## Material supplied

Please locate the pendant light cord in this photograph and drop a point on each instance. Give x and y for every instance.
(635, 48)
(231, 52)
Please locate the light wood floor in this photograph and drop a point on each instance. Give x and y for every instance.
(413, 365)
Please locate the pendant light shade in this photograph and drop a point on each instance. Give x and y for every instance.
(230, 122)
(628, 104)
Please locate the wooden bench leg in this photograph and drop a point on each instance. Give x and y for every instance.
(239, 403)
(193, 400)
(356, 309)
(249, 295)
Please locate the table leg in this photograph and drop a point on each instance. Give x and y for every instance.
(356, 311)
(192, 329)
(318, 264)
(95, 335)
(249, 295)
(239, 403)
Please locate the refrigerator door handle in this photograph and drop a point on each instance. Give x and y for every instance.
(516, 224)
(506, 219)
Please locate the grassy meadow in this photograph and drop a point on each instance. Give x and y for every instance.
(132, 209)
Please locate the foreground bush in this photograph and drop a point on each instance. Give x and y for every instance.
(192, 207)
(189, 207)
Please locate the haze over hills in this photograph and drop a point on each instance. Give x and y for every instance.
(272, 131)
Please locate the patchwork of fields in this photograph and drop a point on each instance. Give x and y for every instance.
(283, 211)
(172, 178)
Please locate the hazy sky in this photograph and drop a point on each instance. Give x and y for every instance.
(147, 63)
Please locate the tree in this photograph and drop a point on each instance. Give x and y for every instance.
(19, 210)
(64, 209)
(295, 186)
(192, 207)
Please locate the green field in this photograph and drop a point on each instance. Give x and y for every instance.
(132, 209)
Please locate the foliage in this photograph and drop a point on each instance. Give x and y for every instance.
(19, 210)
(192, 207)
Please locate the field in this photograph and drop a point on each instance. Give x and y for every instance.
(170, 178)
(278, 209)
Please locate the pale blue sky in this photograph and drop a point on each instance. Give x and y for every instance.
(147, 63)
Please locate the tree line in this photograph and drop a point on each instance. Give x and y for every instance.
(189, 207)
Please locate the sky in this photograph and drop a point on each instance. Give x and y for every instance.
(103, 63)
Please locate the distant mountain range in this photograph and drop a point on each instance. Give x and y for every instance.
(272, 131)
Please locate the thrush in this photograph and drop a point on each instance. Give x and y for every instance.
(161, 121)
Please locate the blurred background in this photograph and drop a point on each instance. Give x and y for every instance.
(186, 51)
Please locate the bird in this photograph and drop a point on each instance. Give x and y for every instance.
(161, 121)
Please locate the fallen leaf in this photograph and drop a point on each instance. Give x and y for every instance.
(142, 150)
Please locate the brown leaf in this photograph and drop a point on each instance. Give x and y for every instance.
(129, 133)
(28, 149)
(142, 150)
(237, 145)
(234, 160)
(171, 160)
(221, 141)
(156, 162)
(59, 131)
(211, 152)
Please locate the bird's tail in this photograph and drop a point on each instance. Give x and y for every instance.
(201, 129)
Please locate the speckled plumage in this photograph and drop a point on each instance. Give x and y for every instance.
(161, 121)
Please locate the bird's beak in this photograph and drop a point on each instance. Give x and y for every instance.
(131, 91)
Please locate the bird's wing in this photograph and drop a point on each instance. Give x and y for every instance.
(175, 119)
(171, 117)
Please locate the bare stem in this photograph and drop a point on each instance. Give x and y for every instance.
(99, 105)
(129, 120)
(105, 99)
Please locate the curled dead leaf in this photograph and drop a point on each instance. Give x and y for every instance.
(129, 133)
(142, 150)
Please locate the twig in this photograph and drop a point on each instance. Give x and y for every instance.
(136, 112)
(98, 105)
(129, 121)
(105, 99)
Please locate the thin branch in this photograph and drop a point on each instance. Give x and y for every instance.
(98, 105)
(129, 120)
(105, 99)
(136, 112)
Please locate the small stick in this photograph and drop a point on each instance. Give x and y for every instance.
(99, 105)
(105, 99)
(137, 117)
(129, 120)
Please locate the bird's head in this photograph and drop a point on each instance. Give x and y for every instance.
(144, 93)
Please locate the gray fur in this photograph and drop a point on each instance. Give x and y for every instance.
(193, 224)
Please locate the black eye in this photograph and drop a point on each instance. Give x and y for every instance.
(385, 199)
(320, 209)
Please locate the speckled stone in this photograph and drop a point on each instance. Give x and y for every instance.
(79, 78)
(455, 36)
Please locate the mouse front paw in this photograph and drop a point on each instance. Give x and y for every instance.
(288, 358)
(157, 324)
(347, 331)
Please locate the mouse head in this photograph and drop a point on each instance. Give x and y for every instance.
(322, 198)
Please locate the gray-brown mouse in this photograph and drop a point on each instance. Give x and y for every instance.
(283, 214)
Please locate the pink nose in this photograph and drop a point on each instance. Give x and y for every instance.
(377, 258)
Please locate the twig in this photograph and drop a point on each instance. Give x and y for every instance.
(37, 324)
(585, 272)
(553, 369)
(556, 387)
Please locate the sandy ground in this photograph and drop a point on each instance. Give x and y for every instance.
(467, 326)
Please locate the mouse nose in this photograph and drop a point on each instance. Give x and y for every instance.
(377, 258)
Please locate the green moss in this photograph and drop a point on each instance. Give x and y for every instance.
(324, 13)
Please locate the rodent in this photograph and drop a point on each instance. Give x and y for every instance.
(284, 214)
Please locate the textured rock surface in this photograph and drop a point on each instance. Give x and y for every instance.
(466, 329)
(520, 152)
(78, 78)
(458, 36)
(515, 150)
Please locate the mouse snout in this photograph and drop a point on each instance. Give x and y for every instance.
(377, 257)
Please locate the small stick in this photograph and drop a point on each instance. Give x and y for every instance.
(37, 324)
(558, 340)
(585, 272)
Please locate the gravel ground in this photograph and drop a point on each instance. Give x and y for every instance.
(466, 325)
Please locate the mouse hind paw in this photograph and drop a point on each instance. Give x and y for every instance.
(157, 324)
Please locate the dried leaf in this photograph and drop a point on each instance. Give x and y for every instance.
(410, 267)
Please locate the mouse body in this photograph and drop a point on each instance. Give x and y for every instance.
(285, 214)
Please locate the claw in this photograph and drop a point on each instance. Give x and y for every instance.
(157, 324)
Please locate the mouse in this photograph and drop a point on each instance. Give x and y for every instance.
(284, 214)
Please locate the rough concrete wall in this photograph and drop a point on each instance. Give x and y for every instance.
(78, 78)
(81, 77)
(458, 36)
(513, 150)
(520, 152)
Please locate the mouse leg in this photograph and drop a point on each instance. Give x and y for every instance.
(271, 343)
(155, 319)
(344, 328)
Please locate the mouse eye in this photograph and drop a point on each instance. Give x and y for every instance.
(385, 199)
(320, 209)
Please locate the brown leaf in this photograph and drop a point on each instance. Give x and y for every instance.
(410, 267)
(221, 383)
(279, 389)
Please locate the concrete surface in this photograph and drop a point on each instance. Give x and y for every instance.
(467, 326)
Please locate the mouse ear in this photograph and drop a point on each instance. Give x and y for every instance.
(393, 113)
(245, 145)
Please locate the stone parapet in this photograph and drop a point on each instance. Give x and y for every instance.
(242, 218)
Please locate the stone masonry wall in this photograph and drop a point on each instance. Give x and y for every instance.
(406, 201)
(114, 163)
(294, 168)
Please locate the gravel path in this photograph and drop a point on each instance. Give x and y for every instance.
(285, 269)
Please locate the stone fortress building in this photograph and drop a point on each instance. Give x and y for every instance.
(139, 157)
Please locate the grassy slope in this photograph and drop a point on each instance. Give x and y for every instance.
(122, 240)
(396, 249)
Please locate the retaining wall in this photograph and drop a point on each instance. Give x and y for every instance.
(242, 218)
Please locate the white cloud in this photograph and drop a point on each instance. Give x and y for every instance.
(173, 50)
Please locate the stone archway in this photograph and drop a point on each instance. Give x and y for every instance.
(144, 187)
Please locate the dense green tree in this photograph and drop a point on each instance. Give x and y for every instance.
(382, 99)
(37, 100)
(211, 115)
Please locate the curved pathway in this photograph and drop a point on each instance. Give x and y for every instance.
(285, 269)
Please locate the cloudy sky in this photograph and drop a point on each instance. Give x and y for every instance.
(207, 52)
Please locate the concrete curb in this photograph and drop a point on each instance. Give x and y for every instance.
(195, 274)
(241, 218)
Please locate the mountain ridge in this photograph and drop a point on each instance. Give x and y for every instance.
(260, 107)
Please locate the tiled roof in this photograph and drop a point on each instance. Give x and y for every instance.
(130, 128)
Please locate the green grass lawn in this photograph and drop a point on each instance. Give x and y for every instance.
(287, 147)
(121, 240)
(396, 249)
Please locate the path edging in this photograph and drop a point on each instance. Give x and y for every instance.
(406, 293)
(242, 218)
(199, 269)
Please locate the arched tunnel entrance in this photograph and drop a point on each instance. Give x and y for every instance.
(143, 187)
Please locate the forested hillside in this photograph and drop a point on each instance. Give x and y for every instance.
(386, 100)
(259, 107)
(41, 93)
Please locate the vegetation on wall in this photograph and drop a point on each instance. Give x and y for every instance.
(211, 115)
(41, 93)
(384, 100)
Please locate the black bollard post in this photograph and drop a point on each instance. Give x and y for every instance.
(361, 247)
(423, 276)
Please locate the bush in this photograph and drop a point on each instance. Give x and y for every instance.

## Requirement
Repeat word for word each line from the one with "Please locate the green grass" to the end of the records above, inclusive.

## Correct output
Please locate the green grass lawn in this photograph and drop a point on each instance. Give x and y for every instance.
(287, 147)
(121, 240)
(396, 249)
Please locate the path edging in this photograph and drop a point on each instance. Give x and y for every instance.
(406, 293)
(242, 218)
(199, 269)
Please locate the arched tunnel entrance in this photograph and drop a point on each instance. Give x and y for every instance.
(143, 187)
Please locate the forested hillside in this photograph and drop a point on each instance. Give x and y for every instance.
(386, 100)
(259, 107)
(41, 93)
Please locate the vegetation on wall in this photograph and drop a point on each instance. Give x and y for every instance.
(211, 115)
(41, 93)
(384, 100)
Please locate the black bollard post in this photograph and drop a point on each instance. Give x and y for every instance.
(361, 247)
(423, 276)
Please locate the bush in this photograph and drop a point on each instance. Give x and y for every instance.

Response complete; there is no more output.